** start **

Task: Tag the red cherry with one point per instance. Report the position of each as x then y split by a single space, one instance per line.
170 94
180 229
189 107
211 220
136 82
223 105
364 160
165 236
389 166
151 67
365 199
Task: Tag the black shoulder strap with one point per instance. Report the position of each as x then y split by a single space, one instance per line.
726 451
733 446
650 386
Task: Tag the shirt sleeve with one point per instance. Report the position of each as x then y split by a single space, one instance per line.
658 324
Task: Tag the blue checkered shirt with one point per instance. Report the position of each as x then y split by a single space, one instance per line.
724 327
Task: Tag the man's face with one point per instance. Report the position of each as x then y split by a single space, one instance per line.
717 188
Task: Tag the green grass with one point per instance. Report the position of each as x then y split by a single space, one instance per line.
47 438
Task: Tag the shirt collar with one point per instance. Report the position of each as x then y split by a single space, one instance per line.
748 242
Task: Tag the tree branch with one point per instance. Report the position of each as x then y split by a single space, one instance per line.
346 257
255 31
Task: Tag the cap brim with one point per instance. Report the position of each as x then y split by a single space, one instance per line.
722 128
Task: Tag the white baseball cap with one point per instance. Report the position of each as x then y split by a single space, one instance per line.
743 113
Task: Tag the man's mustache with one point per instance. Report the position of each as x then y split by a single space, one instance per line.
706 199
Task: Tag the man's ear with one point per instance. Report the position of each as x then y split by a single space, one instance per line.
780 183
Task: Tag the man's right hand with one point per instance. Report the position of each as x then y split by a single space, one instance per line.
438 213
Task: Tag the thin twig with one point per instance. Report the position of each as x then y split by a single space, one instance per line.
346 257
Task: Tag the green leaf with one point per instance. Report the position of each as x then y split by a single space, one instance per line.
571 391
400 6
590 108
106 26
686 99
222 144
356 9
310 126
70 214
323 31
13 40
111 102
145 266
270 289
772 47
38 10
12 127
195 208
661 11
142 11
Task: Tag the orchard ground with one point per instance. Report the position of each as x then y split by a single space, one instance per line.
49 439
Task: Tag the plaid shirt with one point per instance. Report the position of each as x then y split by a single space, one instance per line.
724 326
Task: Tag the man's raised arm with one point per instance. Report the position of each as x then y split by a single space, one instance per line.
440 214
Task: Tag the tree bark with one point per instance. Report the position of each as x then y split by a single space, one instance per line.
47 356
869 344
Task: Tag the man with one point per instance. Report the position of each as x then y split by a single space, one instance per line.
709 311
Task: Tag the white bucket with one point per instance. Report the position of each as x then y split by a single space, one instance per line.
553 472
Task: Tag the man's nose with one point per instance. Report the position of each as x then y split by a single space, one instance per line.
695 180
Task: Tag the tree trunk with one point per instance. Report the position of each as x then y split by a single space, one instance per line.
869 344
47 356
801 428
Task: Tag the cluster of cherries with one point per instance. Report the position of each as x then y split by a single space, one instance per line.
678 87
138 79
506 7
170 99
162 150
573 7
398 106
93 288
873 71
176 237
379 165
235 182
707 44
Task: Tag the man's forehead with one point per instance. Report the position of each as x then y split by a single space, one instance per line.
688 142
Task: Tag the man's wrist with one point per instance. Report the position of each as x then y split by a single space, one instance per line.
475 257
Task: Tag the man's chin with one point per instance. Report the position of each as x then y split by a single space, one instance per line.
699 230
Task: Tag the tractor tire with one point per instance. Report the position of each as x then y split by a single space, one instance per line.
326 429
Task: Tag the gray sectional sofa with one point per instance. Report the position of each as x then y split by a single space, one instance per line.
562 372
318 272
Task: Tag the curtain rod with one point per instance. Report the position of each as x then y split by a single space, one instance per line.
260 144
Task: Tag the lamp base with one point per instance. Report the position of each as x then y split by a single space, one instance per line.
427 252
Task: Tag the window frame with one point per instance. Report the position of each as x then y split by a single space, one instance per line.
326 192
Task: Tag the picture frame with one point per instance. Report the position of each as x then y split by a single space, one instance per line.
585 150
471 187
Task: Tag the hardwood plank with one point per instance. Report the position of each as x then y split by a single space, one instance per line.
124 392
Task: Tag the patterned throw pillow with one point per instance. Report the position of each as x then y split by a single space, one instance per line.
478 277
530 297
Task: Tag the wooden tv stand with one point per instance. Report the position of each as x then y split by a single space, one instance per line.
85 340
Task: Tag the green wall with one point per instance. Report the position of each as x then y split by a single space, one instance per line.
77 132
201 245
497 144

** end **

* _Exercise prompt_:
Copy word for word the stretch of the data above from the line containing "Task: Tag the green wall" through the end of the data.

* _Answer in full_:
Task: Tag the green wall with one point per instance. Report the position of each as x then y split by a single space, one instance per line.
77 132
201 245
497 144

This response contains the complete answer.